**What you should do:**
Copy the listing word for word, starting at its first line and ending at the line containing "[[144, 45]]", with both of those lines included. Omit any pictures from your copy.

[Dataset rows on where objects appear in images]
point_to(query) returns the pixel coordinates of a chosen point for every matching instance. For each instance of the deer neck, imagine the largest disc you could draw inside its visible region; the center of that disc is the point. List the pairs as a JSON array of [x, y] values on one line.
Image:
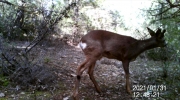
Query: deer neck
[[144, 45]]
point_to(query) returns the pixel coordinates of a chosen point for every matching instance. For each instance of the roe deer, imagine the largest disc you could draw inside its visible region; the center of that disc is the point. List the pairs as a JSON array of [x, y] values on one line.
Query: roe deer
[[100, 43]]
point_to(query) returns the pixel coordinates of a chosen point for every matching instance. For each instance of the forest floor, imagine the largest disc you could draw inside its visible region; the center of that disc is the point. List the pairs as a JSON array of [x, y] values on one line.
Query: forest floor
[[108, 73]]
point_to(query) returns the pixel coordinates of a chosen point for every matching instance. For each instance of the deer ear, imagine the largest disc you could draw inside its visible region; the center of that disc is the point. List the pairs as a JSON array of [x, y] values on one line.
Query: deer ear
[[163, 31], [161, 35], [151, 32]]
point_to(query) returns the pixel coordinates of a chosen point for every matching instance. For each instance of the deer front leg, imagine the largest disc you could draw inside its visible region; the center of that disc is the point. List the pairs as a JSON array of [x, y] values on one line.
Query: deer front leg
[[126, 69], [90, 72], [79, 72]]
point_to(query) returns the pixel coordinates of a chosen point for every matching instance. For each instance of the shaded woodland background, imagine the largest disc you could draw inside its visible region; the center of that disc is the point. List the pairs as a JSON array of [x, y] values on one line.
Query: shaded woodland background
[[32, 30]]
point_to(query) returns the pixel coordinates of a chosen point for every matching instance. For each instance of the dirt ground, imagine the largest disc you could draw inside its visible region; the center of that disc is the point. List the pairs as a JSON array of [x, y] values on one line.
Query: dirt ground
[[65, 58]]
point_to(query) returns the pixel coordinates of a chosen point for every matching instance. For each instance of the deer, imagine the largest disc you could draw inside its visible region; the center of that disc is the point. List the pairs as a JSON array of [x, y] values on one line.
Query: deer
[[101, 43]]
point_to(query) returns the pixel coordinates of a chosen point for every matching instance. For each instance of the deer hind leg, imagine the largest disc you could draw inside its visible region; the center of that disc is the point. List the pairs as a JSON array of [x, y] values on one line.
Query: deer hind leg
[[86, 64], [126, 69], [90, 72]]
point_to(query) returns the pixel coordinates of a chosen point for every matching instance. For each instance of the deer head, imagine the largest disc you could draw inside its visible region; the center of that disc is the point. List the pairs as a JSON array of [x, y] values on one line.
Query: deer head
[[158, 37]]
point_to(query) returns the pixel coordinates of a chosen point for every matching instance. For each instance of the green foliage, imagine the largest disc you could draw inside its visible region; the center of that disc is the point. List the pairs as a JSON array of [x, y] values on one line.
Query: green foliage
[[4, 81]]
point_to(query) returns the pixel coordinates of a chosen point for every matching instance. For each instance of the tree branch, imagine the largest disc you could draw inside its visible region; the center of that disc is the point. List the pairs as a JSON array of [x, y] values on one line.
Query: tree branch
[[6, 2]]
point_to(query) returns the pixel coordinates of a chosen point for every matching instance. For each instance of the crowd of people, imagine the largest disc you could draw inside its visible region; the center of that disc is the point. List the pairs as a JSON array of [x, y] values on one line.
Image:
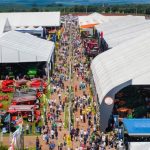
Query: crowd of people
[[83, 132]]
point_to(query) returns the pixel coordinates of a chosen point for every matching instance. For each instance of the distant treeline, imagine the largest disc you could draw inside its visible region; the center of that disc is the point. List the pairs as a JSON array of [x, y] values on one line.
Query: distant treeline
[[119, 9]]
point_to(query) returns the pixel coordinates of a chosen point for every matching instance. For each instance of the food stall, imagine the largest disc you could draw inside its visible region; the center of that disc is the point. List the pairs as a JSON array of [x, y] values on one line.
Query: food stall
[[27, 111]]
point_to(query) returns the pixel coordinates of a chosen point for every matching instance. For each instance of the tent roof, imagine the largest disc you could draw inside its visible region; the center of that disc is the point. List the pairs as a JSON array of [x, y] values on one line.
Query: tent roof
[[4, 25], [121, 35], [18, 19], [138, 127], [126, 64], [22, 47]]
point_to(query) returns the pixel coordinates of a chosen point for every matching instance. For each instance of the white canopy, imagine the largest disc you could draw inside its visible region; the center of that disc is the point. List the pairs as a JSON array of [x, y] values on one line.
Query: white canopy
[[22, 47], [125, 64], [19, 19], [4, 25], [94, 18]]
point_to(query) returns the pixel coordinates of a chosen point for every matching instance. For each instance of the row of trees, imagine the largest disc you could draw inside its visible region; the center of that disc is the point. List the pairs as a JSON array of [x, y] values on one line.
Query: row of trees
[[123, 9]]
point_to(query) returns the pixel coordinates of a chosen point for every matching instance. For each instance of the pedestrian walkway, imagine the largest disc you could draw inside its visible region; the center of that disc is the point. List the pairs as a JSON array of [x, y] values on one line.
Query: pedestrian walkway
[[71, 112]]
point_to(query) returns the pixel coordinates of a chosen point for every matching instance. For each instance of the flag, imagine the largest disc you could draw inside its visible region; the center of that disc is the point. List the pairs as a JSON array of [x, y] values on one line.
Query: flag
[[7, 118]]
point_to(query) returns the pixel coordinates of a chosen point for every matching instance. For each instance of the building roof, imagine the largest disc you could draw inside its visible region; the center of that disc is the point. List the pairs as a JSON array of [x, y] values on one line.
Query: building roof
[[22, 47], [18, 19], [137, 127], [130, 32], [126, 64]]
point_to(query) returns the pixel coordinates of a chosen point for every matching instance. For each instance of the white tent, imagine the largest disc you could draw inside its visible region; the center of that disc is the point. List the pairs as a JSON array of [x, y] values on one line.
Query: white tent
[[18, 47], [123, 65], [4, 25], [18, 19]]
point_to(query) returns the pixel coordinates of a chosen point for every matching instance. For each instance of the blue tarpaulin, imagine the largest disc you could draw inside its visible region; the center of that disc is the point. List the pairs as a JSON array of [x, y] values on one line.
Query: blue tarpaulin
[[137, 126]]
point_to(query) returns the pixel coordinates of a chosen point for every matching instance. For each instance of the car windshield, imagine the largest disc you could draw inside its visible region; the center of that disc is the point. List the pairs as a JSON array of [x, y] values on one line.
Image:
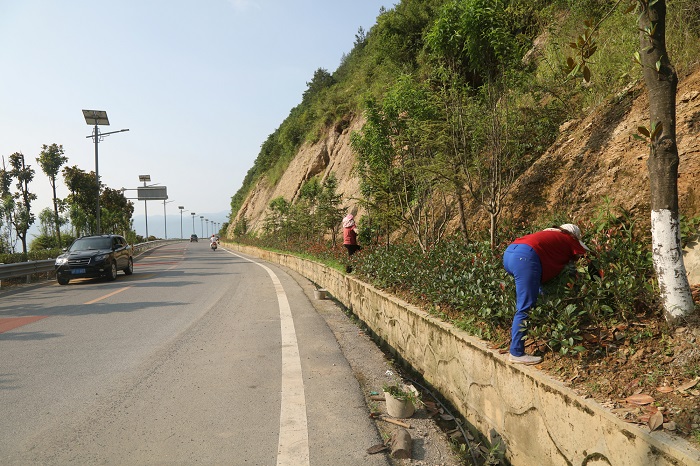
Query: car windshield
[[86, 244]]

**Response for this exercise:**
point_to(query) returns the pixel coordinates of a chosen point for every matching instance. For each instance of the deer neck, imagine the largest disc you could draw inside its visible region; the center of that disc is the point. List the pairs as a JSON array of [x, y] values on one line.
Image:
Query: deer neck
[[144, 45]]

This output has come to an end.